• _Requirement_
Rewrite the rows below as a Markdown table with the columns "No." and "Entry," numbering each line in order and skipping blank lines. Leave the pictures out.

Rows taken from a collection
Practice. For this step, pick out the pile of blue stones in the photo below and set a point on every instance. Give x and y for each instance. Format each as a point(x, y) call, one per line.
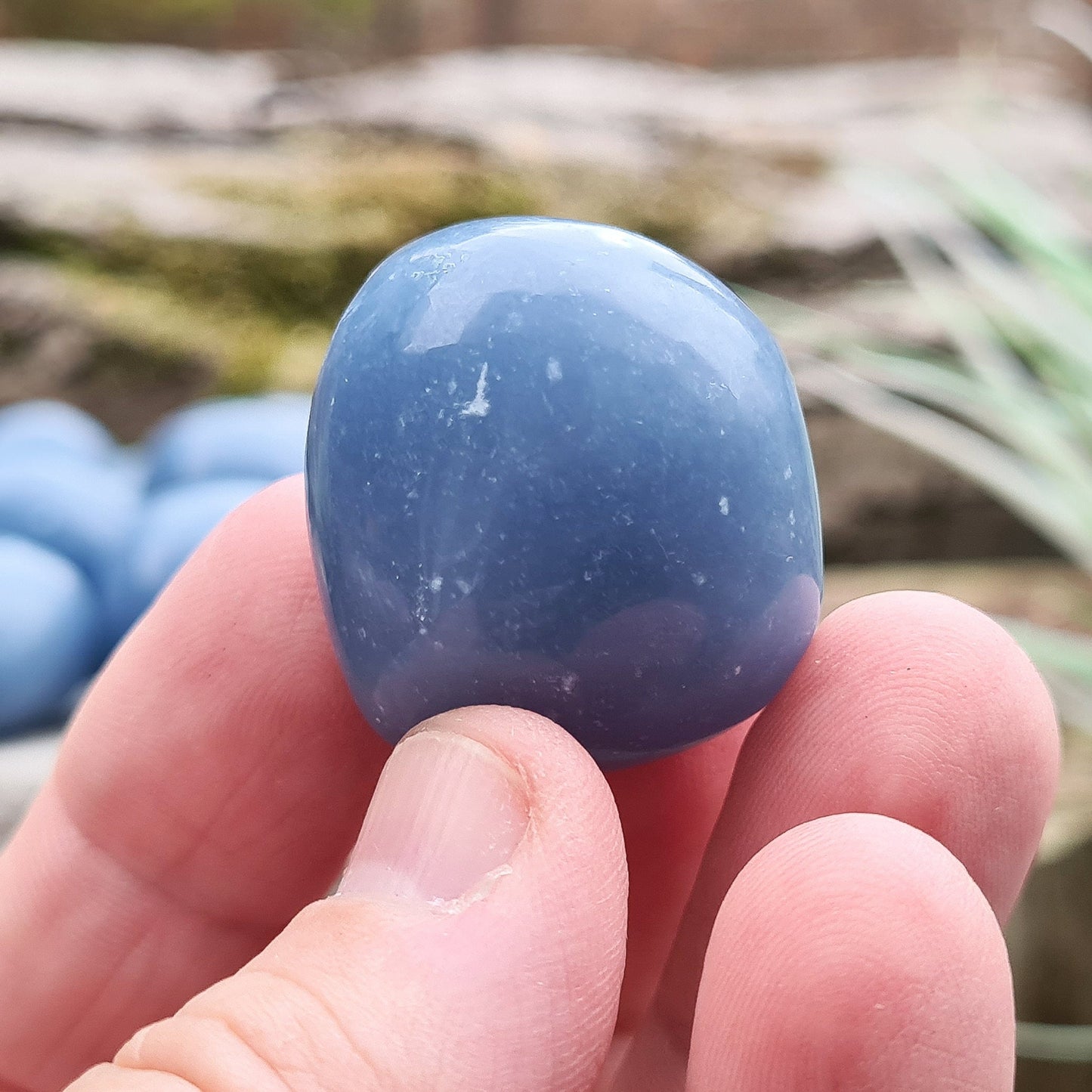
point(91, 531)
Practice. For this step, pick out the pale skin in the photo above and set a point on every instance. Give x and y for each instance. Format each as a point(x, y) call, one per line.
point(809, 902)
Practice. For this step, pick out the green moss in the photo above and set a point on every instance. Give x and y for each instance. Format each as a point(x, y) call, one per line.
point(246, 351)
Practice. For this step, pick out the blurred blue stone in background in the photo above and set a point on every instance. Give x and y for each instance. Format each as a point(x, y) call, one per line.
point(169, 530)
point(49, 631)
point(260, 437)
point(557, 466)
point(54, 426)
point(83, 510)
point(90, 531)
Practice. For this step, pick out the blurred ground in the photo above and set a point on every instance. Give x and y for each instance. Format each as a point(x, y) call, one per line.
point(174, 223)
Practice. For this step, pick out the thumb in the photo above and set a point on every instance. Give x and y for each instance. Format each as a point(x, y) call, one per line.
point(476, 942)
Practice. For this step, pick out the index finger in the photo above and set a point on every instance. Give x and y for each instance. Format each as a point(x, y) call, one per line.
point(211, 785)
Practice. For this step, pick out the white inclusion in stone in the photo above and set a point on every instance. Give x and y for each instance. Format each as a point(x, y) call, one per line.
point(481, 404)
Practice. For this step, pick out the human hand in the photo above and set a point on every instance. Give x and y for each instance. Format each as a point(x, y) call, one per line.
point(214, 782)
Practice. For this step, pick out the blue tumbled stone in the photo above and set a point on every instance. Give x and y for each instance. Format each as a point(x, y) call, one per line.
point(49, 631)
point(43, 425)
point(557, 466)
point(230, 438)
point(83, 510)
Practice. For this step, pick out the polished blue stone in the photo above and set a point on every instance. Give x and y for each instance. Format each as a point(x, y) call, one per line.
point(230, 438)
point(556, 466)
point(49, 631)
point(169, 529)
point(44, 425)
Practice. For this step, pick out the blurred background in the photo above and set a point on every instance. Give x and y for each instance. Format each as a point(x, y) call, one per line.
point(191, 191)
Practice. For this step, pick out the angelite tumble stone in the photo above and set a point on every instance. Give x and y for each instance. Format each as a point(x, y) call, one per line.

• _Written solution_
| No. | Entry |
|---|---|
| 1 | Practice. For this step, pick out the pile of blue stones in the photo below and set a point on every instance. Give x and y for each instance. Format each as a point(x, y) call, one per line. |
| 2 | point(91, 531) |
| 3 | Practice. For this step, pick out the pale skin in the photo above and set a point on every instance. Give x and y for each instance. Format each as a point(x, y) call, one per line. |
| 4 | point(809, 902) |
| 5 | Practice. For this step, pick out the green moss in the photo above and set a point on every instance. Give x and y for each instance. Format each as a point(x, y) call, one per line. |
| 6 | point(246, 351) |
| 7 | Practice. For this step, pick out the blurred blue stone in background in the photo above and set a point on every instance. Give x and y for each instance. Format each as a point(x, y) call, one per line. |
| 8 | point(169, 530) |
| 9 | point(49, 631) |
| 10 | point(260, 437) |
| 11 | point(557, 466) |
| 12 | point(54, 426) |
| 13 | point(83, 510) |
| 14 | point(90, 531) |
| 15 | Practice. For this step, pick out the blurred ground in the photo above and set a point on every instance. Give x and y for each instance. Format each as a point(x, y) call, one per line. |
| 16 | point(174, 223) |
| 17 | Practice. For this step, pick out the thumb in the photo above and set a point on every instance. Give x and y for each instance. Format each as a point(x, y) call, one per line. |
| 18 | point(476, 942) |
| 19 | Practice. For this step, pick out the index finger in the photo above and set a point on every instance. Give x and y for each instance. Format each as a point(x, y) call, one per line. |
| 20 | point(211, 785) |
| 21 | Practice. For this step, pick out the white inclusion in stone in the photo above and set a point on every instance. Give x and y for each instance. Format each as a point(x, y) call, one per line. |
| 22 | point(481, 404) |
| 23 | Practice. For this step, pick out the human hand in the photo above and set a point on every instance. Give x and y for each instance. Format each as a point(x, y) call, one per line. |
| 24 | point(214, 782) |
| 25 | Practice. For this step, pick out the blue tumbled stone in the photo above and set a point on every instance. Give x and y for each instance. Format each as a point(x, y) call, one per line. |
| 26 | point(49, 631) |
| 27 | point(43, 425) |
| 28 | point(557, 466) |
| 29 | point(230, 438) |
| 30 | point(83, 510) |
| 31 | Practice. For this step, pick out the polished blue stone in the photo above and set a point on every instance. Give x and y for each instance. Format each as a point(x, y) call, one per line. |
| 32 | point(230, 438) |
| 33 | point(556, 466) |
| 34 | point(49, 631) |
| 35 | point(169, 529) |
| 36 | point(44, 425) |
| 37 | Practice. For this step, pick out the blurred background in the photo above and set a point on every instance. Give x and y for each instance. Format each as a point(x, y) call, one per line. |
| 38 | point(191, 191) |
| 39 | Practice. For this step, pick out the angelite tumble stone in the photo above and set a point on every instance. Give x and y for each instance. Format each as a point(x, y) call, one per line. |